* Texto para análise
┌────────

Título: Caixa, para que te quero
Autor: Fregoni , Silvia
Fonte: Valor Econômico, 21/11/2008, EU& Investimemtos, p. D1

O momento é de oportunidades evidentes, pois as empresas estão baratas na Bovespa e fora dela. A dúvida é saber se agora é a melhor hora para aproveitá-las. Não são apenas os investidores que enfrentam esse dilema, vendo ações abaixo do valor patrimonial. As companhias capitalizadas também têm consciência de que pode ser um bom momento para aquisições, já que os ativos estão depreciados. A questão que precisam enfrentar é saber se é oportuno gastar o caixa, sem conseguir estimar quanto tempo vai durar o aperto de crédito global. Antes o caixa era rei, agora é Deus, ironiza um banqueiro de investimentos.

Analisando as possibilidades de negócio todos estão. Mas isso não quer dizer que haverá muitas transações. Ainda assim, algumas companhias já se arriscam a declarar que devem aproveitar os preços baixos para ir às compras.

"Para nós, a crise gerou mais oportunidades do que problemas", afirma José Rogério Luiz, vice-presidente da companhia de softwares de gestão Totvs. "Está no nosso DNA", disse, referindo-se às aquisições. O foco das transações será América Latina, de acordo com o executivo. Mesmo depois de se unir à Datasul e gastar R$ 480 milhões em dinheiro, a companhia terminou setembro com R$ 144 milhões em caixa, o que não é pouco para um setor repleto de pequenas empresas.

A Totvs não está sozinha no grupo de companhias com estrutura financeira confortável. Com a ajuda de uma economia acelerada e da elevada liquidez financeira até o primeiro semestre deste ano, as empresas engordaram o caixa no terceiro trimestre. Fecharam setembro com quase R$ 170 bilhões estocados, um salto de 25% num único trimestre. Comparado ao mesmo período do ano passado, o aumento é de 38%. Só as ofertas de ações, fonte de recursos não disponível no momento, contribuíram com pouco menos de R$ 100 bilhões para esse total, de 2004 até junho deste ano.

Os balanços das companhias foram espetaculares no terceiro trimestre, mas muito dificilmente serão repetidos no período de outubro a dezembro. Levantamento feito pelo Valor com base no banco de dados da consultoria Economática e nos balanços mostra que a receita de vendas de 261 empresas abertas somou R$ 261,3 bilhões no trimestre, 31% acima do mesmo período de 2007. O lucro operacional antes do financeiro cresceu 28%, para R$ 59,6 bilhões.

O resultado líquido acabou prejudicado pela variação cambial sobre as dívidas em dólar e pelas apostas com derivativos, que elevaram a despesa financeira líquida para R$ 13,6 bilhões, comparada a R$ 2,8 bilhões do ano anterior. Ainda assim, o conjunto de companhias abertas fechou o trimestre com lucro líquido de R$ 30,9 bilhões, 31% maior. No entanto, se Petrobras e Vale - que tiveram aumentos expressivos de lucro e que, pelo tamanho, distorcem a amostra - forem retiradas, há uma redução de 43% no resultado.

└────────

Por favor, traduza para o inglês esta frase do texto sobre o caixa das empresas: "Os balanços das companhias foram espetaculares no terceiro trimestre, mas muito dificilmente serão repetidos no período de outubro a dezembro."

* Informações fornecidas

┌────────

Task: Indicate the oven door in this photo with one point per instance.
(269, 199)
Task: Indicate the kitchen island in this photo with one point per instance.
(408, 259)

└────────

* Resposta escrita
The companies' financial statements were spectacular in the third quarter, but they are very unlikely to be repeated in the October to December period.